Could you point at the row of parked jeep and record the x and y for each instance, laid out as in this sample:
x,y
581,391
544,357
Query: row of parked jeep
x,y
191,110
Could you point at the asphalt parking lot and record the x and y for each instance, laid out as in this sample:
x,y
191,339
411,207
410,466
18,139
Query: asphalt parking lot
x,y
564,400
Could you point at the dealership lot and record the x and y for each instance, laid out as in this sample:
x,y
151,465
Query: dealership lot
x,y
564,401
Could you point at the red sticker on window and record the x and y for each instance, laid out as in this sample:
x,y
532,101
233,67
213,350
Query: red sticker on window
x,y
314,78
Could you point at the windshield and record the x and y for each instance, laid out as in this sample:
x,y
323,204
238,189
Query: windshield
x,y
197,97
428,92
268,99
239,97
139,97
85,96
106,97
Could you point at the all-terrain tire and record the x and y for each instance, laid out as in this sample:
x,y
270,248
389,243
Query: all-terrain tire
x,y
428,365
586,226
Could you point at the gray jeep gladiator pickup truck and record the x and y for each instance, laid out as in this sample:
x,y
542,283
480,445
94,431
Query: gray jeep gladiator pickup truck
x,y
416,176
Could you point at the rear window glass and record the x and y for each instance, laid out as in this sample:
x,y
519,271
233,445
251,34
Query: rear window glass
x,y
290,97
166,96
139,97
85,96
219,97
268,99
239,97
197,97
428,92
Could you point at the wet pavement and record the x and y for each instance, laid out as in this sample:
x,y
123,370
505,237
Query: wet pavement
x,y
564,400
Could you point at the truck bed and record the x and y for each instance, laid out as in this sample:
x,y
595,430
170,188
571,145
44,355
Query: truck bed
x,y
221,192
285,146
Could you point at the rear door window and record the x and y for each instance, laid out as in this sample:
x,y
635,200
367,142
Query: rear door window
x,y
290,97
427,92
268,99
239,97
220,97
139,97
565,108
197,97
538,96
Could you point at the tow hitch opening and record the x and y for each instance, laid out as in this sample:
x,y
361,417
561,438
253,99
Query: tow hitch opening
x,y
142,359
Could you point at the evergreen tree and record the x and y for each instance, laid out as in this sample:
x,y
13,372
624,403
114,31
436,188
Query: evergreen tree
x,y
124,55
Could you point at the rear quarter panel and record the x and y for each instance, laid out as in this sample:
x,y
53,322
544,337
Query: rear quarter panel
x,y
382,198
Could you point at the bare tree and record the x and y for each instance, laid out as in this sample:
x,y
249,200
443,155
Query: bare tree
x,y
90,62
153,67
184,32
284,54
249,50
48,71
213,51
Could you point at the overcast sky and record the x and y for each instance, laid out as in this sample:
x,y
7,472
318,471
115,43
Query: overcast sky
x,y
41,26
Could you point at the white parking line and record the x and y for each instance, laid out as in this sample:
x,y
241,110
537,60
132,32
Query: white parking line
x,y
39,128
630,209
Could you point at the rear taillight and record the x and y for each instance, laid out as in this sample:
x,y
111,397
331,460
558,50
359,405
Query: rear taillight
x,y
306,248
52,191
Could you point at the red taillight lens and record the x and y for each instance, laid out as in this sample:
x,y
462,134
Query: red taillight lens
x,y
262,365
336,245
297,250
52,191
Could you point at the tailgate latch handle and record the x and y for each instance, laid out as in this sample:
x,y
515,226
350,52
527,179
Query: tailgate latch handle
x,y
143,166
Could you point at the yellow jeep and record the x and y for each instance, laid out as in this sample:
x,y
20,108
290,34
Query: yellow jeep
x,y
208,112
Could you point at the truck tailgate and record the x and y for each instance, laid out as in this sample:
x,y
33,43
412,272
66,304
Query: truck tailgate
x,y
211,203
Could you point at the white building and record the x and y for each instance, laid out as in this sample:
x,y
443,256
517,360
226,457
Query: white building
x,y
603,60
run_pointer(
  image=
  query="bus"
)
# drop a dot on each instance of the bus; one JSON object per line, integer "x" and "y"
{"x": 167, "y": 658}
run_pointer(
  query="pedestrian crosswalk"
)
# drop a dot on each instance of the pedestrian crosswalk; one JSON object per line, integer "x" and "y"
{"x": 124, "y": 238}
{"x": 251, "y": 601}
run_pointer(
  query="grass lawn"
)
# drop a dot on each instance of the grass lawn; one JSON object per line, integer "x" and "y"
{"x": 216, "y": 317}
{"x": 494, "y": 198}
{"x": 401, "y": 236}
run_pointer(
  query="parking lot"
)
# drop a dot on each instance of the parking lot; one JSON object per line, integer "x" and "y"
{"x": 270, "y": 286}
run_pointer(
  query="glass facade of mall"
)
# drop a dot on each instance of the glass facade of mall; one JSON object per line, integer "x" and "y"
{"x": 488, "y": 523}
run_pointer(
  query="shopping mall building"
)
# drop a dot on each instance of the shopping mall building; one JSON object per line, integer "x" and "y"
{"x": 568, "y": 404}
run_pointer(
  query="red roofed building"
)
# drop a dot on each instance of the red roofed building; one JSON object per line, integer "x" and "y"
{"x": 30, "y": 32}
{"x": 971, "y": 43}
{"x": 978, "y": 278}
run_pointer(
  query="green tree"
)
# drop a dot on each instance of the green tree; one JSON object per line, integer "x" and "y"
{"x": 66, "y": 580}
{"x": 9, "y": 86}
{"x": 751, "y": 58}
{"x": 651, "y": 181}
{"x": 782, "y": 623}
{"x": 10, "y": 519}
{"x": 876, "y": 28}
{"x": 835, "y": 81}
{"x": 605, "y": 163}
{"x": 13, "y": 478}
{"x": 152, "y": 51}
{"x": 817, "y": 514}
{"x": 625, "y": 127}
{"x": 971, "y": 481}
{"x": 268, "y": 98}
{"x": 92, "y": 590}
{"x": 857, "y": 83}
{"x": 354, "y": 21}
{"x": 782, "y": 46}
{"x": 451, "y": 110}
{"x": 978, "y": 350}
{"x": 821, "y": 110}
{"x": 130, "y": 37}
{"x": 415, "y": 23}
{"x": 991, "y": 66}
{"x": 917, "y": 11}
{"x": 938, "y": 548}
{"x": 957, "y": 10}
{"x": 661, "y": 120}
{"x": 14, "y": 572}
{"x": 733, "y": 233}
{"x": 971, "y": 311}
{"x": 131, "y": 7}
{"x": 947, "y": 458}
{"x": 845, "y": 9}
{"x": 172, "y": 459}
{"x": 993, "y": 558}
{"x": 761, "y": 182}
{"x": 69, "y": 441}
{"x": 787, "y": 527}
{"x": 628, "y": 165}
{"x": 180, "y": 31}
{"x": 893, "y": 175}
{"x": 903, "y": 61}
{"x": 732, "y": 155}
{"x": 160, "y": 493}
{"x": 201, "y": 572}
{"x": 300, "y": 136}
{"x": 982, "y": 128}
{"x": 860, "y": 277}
★ ★ ★ ★ ★ ★ ★
Exercise goal: Word for word, restate each record in the listing.

Solution:
Could you point at the row of parked jeep and record the x and y for each instance, laid out as in this sample:
x,y
581,391
544,357
Query: row of parked jeep
x,y
191,110
Could you point at the asphalt parking lot and record the x and y for each instance, laid out as in this sample:
x,y
191,339
411,207
410,466
18,139
Query: asphalt parking lot
x,y
564,400
Could you point at the dealership lot and record the x and y for each instance, laid out as in this sample:
x,y
151,465
Query: dealership lot
x,y
564,401
Could you point at the red sticker on window and record the x and y for each instance, laid out as in this sample:
x,y
532,101
233,67
213,350
Query: red sticker on window
x,y
314,78
Could you point at the windshield and record the x and y for each instance, laid out as in this sample:
x,y
323,204
238,189
Query: windshield
x,y
197,97
428,92
268,99
239,97
139,97
85,96
106,97
Could you point at the all-terrain tire and record the x and y for each instance, laid out as in this sample:
x,y
270,248
389,243
Query: all-terrain tire
x,y
428,365
586,226
Could you point at the gray jeep gladiator pickup truck and record the x and y for each instance, laid out as in this sample:
x,y
542,283
480,445
94,431
Query: gray jeep gladiator pickup truck
x,y
416,176
Could you point at the rear window glass and record the x and y for each instance, laid out as in this sample:
x,y
519,271
233,445
251,34
Query: rear window glass
x,y
290,97
166,96
139,97
85,96
219,97
268,99
239,97
197,97
428,92
Could you point at the wet pavement and record the x and y for each instance, laid out as in this sample:
x,y
123,370
505,237
Query: wet pavement
x,y
564,400
Could you point at the truck bed and record the x and y for each instance, laid out as in this sample:
x,y
595,430
170,188
571,145
44,355
Query: truck bed
x,y
221,192
285,146
Could you point at the rear door window and record the x and y for each instance, laid out as in this sample:
x,y
635,200
367,142
Query: rear door window
x,y
290,97
427,92
268,99
239,97
220,97
139,97
565,108
197,97
538,96
Could you point at the tow hitch opening and record the x and y for each instance, laid out as in this sample:
x,y
361,417
561,438
253,99
Query: tow hitch opening
x,y
142,359
Could you point at the evergreen tree and record the x and y for each instance, laid out as in this sample:
x,y
13,372
624,403
114,31
436,188
Query: evergreen tree
x,y
124,55
Could you point at the rear quarter panel and record the x and y for each instance, laid out as in this sample:
x,y
53,322
544,337
Query: rear quarter panel
x,y
382,198
Could you point at the bare tree and record the x and y for each instance, laid out as in this sample:
x,y
249,200
443,155
Query: bare tree
x,y
90,62
153,67
184,32
284,54
249,50
48,71
213,51
Could you point at the overcast sky and record the x and y for each instance, laid out as in this sample:
x,y
7,472
318,471
115,43
Query: overcast sky
x,y
41,26
Could you point at the white parking line and record the x and y for each instance, laid out as in this sample:
x,y
241,110
537,60
132,32
Query: white parking line
x,y
39,128
630,209
Could you point at the rear taillight and record the x and y for each instance, laid out as in this sample:
x,y
111,397
331,460
558,50
359,405
Query: rear taillight
x,y
306,248
52,191
Could you point at the red taillight lens and record the x and y for each instance, laid out as in this sample:
x,y
462,134
Query: red taillight lens
x,y
262,365
336,245
297,250
52,191
Could you point at the tailgate latch handle and record the x and y for each instance, laid out as in this sample:
x,y
515,226
350,52
527,179
Query: tailgate latch handle
x,y
143,166
Could you point at the yellow jeep and record the x and y for each instance, laid out as in this sample:
x,y
20,108
290,34
Query: yellow jeep
x,y
208,112
Could you point at the truck tailgate and record the x and y for each instance, laid out as in this sample:
x,y
33,43
412,272
66,304
Query: truck tailgate
x,y
211,203
Could you point at the white building and record the x and y for each instance, laid out as in this sample:
x,y
443,256
517,360
226,457
Query: white building
x,y
603,60
run_pointer(
  image=
  query="bus"
)
# drop a dot on each instance of the bus; one JSON object per line, integer "x" and "y"
{"x": 167, "y": 658}
run_pointer(
  query="pedestrian crosswalk"
)
# drop a dot on each instance of the pedestrian crosswalk; one JSON object per line, integer "x" and "y"
{"x": 124, "y": 238}
{"x": 251, "y": 601}
run_pointer(
  query="grass lawn"
)
# drop a dot on each instance of the grass lawn; one JSON object per line, integer "x" and "y"
{"x": 216, "y": 317}
{"x": 494, "y": 198}
{"x": 401, "y": 236}
run_pointer(
  query="parking lot"
)
# drop a dot on each instance of the parking lot; one JSON object per line, integer "x" and "y"
{"x": 270, "y": 286}
run_pointer(
  query="glass facade of mall"
)
# drop a dot on each instance of the glass facade of mall; one JSON object per line, integer "x" and "y"
{"x": 488, "y": 523}
run_pointer(
  query="shopping mall building"
)
# drop a dot on each instance of the shopping mall building; one JSON object per line, integer "x" and "y"
{"x": 568, "y": 404}
run_pointer(
  query="red roofed building"
)
# drop a dot on each instance of the red roofed building; one JSON object per line, integer "x" and "y"
{"x": 30, "y": 32}
{"x": 971, "y": 43}
{"x": 978, "y": 278}
run_pointer(
  query="green tree"
)
# drop a dot on each instance of the green tree; one JSON object per line, integer "x" and "y"
{"x": 66, "y": 580}
{"x": 9, "y": 86}
{"x": 751, "y": 58}
{"x": 651, "y": 181}
{"x": 782, "y": 623}
{"x": 10, "y": 519}
{"x": 876, "y": 28}
{"x": 835, "y": 81}
{"x": 605, "y": 163}
{"x": 13, "y": 478}
{"x": 152, "y": 51}
{"x": 817, "y": 514}
{"x": 625, "y": 127}
{"x": 971, "y": 481}
{"x": 268, "y": 98}
{"x": 92, "y": 590}
{"x": 857, "y": 83}
{"x": 354, "y": 21}
{"x": 782, "y": 46}
{"x": 451, "y": 110}
{"x": 978, "y": 350}
{"x": 821, "y": 110}
{"x": 130, "y": 37}
{"x": 415, "y": 23}
{"x": 991, "y": 66}
{"x": 917, "y": 11}
{"x": 938, "y": 548}
{"x": 957, "y": 10}
{"x": 661, "y": 120}
{"x": 14, "y": 572}
{"x": 733, "y": 233}
{"x": 971, "y": 311}
{"x": 131, "y": 7}
{"x": 947, "y": 458}
{"x": 845, "y": 9}
{"x": 172, "y": 459}
{"x": 993, "y": 558}
{"x": 761, "y": 182}
{"x": 69, "y": 441}
{"x": 787, "y": 527}
{"x": 628, "y": 165}
{"x": 180, "y": 31}
{"x": 893, "y": 175}
{"x": 903, "y": 61}
{"x": 732, "y": 155}
{"x": 160, "y": 493}
{"x": 201, "y": 572}
{"x": 300, "y": 136}
{"x": 982, "y": 128}
{"x": 860, "y": 277}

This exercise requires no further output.